*GIVEN PROBLEM*.
Rewrite the lines below, changing "blue sky" to "clear sky" and keeping everything else unchanged. Leave the pictures out of your answer.

★ ★ ★

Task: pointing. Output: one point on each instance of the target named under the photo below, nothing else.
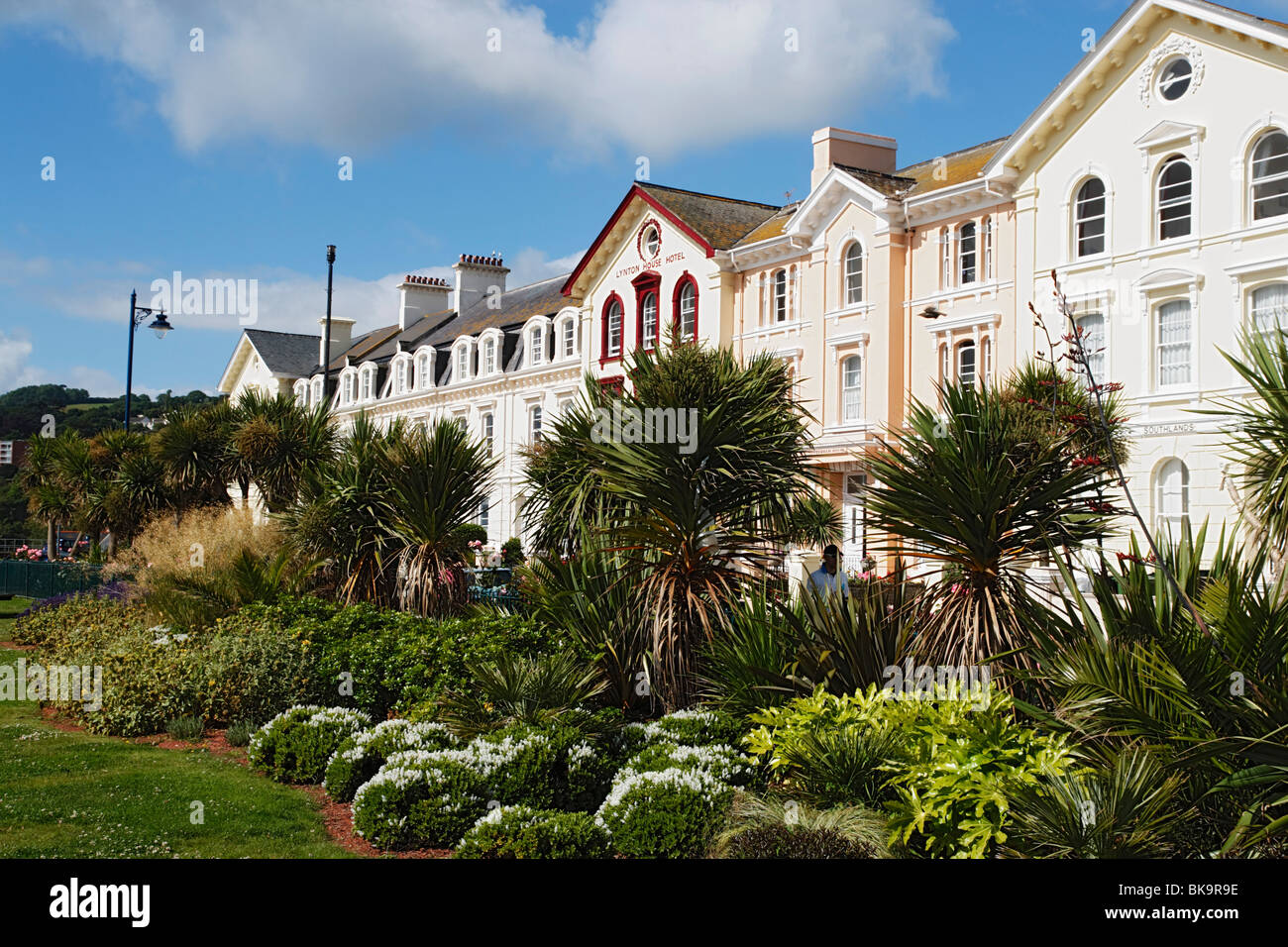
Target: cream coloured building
(1154, 179)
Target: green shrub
(240, 732)
(520, 831)
(360, 757)
(295, 745)
(185, 727)
(951, 764)
(419, 799)
(721, 763)
(695, 728)
(668, 814)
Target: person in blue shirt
(828, 578)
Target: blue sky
(223, 162)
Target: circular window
(1175, 78)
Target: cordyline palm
(1133, 667)
(275, 440)
(984, 489)
(436, 482)
(697, 522)
(1258, 436)
(191, 449)
(342, 510)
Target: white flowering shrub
(520, 831)
(722, 763)
(296, 744)
(360, 757)
(665, 814)
(419, 799)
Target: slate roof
(284, 354)
(958, 167)
(719, 221)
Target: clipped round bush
(360, 757)
(695, 728)
(419, 799)
(296, 744)
(722, 763)
(668, 814)
(520, 831)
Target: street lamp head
(160, 325)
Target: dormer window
(536, 346)
(1173, 78)
(570, 338)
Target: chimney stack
(342, 338)
(478, 278)
(421, 295)
(853, 149)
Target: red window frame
(686, 279)
(644, 283)
(603, 334)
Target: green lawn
(75, 795)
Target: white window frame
(1160, 347)
(1080, 218)
(851, 389)
(1160, 204)
(1253, 182)
(851, 273)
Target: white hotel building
(1154, 179)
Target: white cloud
(16, 371)
(653, 76)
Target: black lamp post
(326, 342)
(159, 325)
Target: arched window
(967, 261)
(648, 321)
(536, 346)
(1270, 308)
(854, 273)
(1270, 176)
(1175, 192)
(1172, 497)
(966, 364)
(687, 309)
(1089, 215)
(1173, 343)
(851, 389)
(781, 295)
(613, 330)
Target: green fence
(47, 579)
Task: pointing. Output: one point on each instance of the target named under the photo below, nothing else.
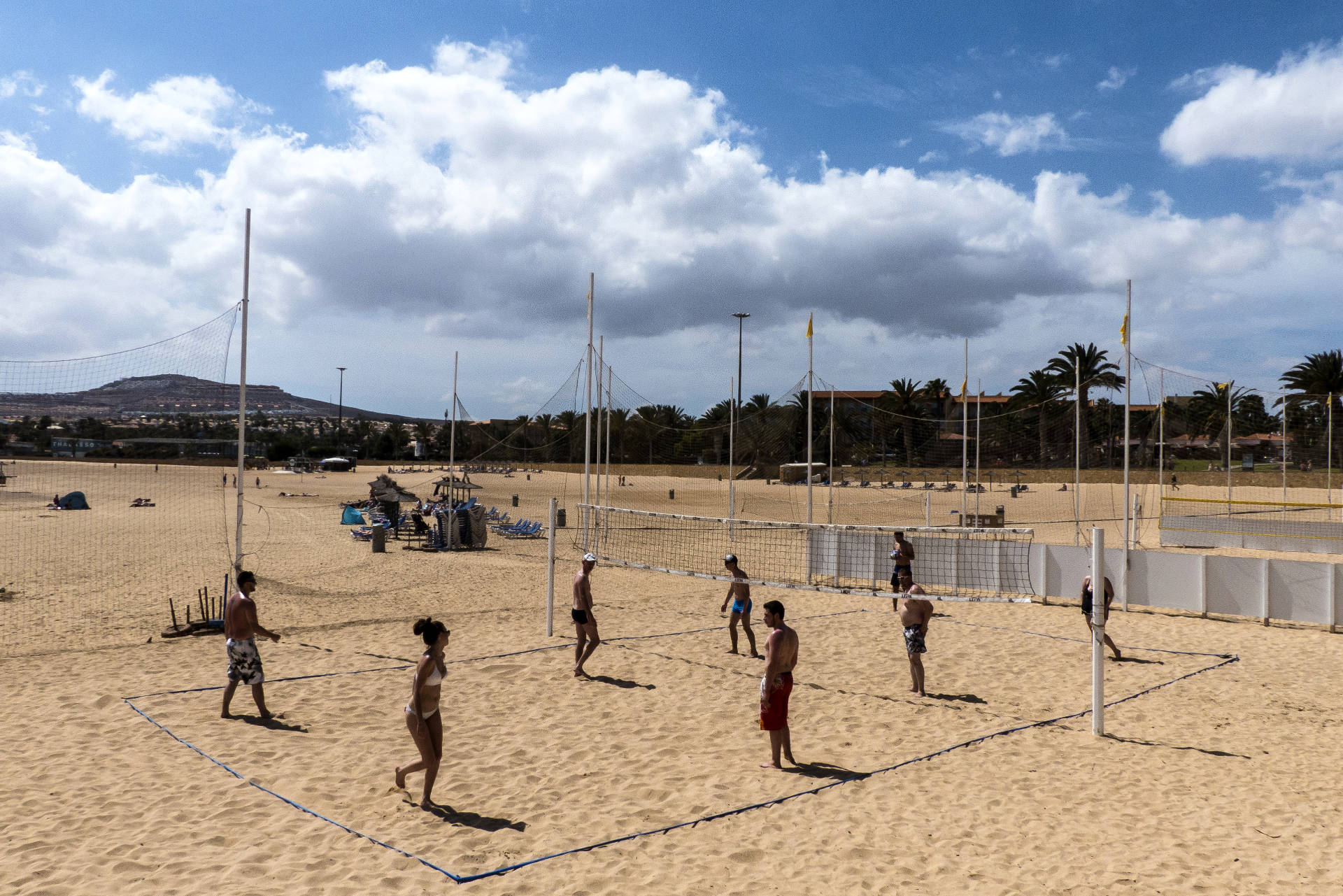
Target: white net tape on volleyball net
(1265, 525)
(116, 490)
(951, 563)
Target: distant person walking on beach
(915, 617)
(1087, 609)
(422, 715)
(781, 657)
(585, 624)
(241, 630)
(739, 592)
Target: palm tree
(1319, 375)
(546, 421)
(423, 434)
(716, 422)
(906, 401)
(398, 436)
(759, 404)
(937, 394)
(569, 421)
(1037, 390)
(1208, 411)
(1091, 367)
(620, 420)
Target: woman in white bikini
(422, 715)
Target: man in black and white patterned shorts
(241, 630)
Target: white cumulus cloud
(1293, 113)
(465, 211)
(1011, 135)
(1116, 78)
(172, 113)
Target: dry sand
(1224, 782)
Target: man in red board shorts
(781, 656)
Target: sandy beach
(1220, 782)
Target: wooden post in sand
(550, 575)
(1097, 630)
(242, 398)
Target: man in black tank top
(1087, 609)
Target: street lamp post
(741, 318)
(340, 408)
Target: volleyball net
(1267, 525)
(950, 563)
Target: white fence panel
(1162, 579)
(1299, 591)
(1236, 586)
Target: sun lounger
(525, 532)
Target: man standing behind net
(903, 557)
(915, 617)
(241, 630)
(585, 624)
(781, 657)
(739, 592)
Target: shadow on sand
(471, 820)
(823, 770)
(960, 697)
(274, 723)
(1151, 744)
(621, 683)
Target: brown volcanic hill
(171, 394)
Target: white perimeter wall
(1286, 590)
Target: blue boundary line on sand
(504, 869)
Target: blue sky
(439, 176)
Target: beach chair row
(521, 529)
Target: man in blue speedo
(739, 592)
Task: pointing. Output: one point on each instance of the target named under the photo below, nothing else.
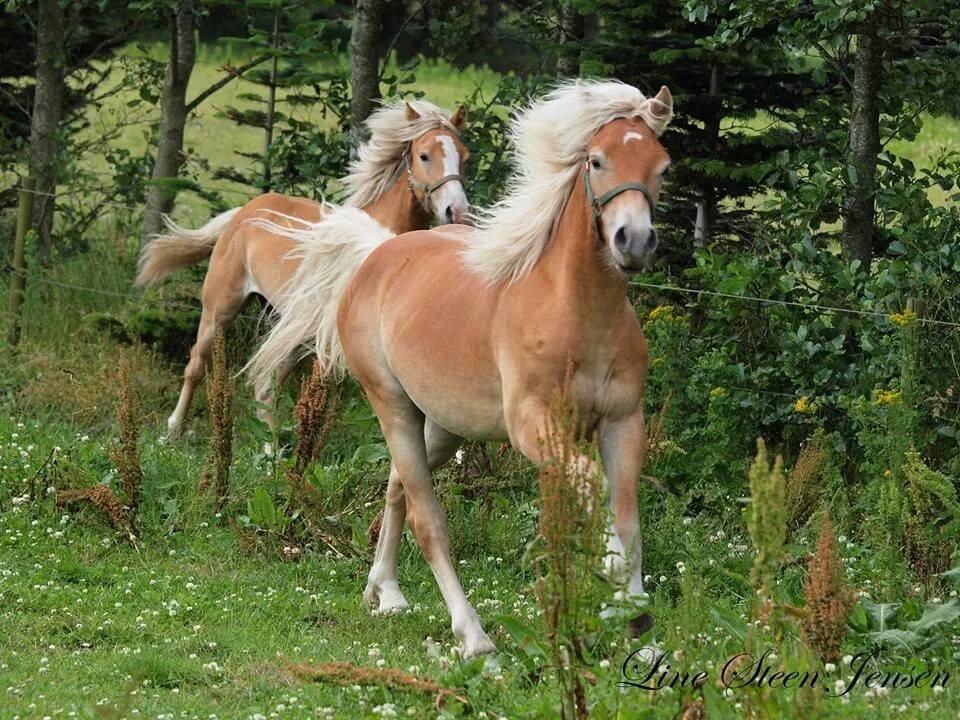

★ ★ ★

*EXPECTED ANSWER*.
Task: pointing. Output: one point on each instance of the target named under the photo below, nothing else.
Target: cream coloured building
(1154, 179)
Target: green shrub
(240, 732)
(520, 831)
(360, 757)
(295, 745)
(185, 727)
(951, 764)
(419, 799)
(721, 763)
(695, 728)
(668, 814)
Target: person in blue shirt
(828, 578)
Target: clear sky
(223, 162)
Target: circular window
(1175, 78)
Target: cordyline palm
(1133, 667)
(275, 440)
(984, 489)
(436, 482)
(697, 522)
(1258, 436)
(191, 449)
(342, 510)
Target: white flowering shrub
(520, 831)
(722, 763)
(296, 744)
(360, 757)
(665, 814)
(419, 799)
Target: slate roof
(284, 354)
(958, 167)
(719, 221)
Target: clipped round bush
(360, 757)
(695, 728)
(419, 799)
(296, 744)
(722, 763)
(668, 814)
(520, 831)
Target: street lamp head
(160, 325)
Target: dormer window
(536, 346)
(1173, 78)
(570, 338)
Target: chimney stack
(342, 338)
(478, 278)
(421, 295)
(853, 149)
Target: red window frame
(686, 279)
(644, 283)
(603, 334)
Target: green lawn
(75, 795)
Target: white window frame
(1160, 347)
(1080, 218)
(851, 389)
(1160, 204)
(1253, 182)
(851, 273)
Target: white hotel building
(1154, 179)
Target: white cloud
(16, 371)
(653, 76)
Target: black lamp post
(326, 342)
(159, 325)
Target: arched window
(967, 261)
(648, 321)
(536, 346)
(1270, 308)
(854, 273)
(1270, 176)
(1175, 192)
(1172, 497)
(966, 364)
(687, 309)
(1089, 215)
(1173, 343)
(851, 389)
(781, 295)
(613, 330)
Target: green fence
(47, 579)
Task: pointing. Output: one point on each instance of the target named under the photo below, nothing else.
Target: white net tape on volleyball net
(1265, 525)
(116, 490)
(951, 563)
Target: distant person walking on beach
(915, 617)
(1087, 609)
(422, 715)
(781, 657)
(585, 624)
(241, 630)
(739, 592)
Target: palm tree
(1319, 375)
(546, 421)
(423, 434)
(716, 422)
(906, 401)
(398, 436)
(759, 404)
(937, 394)
(569, 421)
(1037, 390)
(1208, 411)
(1091, 367)
(620, 420)
Target: woman in white bikini
(422, 715)
Target: man in black and white patterned shorts
(241, 630)
Target: white cumulus cloud
(1293, 113)
(465, 211)
(1011, 135)
(1116, 78)
(172, 113)
Target: dry sand
(1224, 782)
Target: man in red board shorts
(781, 656)
Target: sandy beach
(1220, 782)
Target: wooden post in sand
(550, 575)
(1097, 630)
(242, 398)
Target: man in black tank top
(1087, 609)
Target: street lamp post
(741, 318)
(340, 408)
Target: volleyball net
(1267, 525)
(950, 563)
Target: white fence panel
(1162, 579)
(1299, 591)
(1236, 586)
Target: sun lounger
(525, 532)
Target: man standing behind net
(903, 557)
(915, 617)
(241, 630)
(585, 624)
(781, 657)
(739, 592)
Target: shadow on sand
(471, 820)
(823, 770)
(960, 697)
(274, 723)
(1151, 744)
(621, 683)
Target: brown volcanic hill
(171, 394)
Target: white perimeter wall
(1286, 590)
Target: blue boundary line on sand
(504, 869)
Target: clear sky
(439, 176)
Target: beach chair row
(521, 529)
Target: man in blue speedo
(739, 592)
Task: pointing. Output: one point on each instance of the target named under the photo below, nothing else.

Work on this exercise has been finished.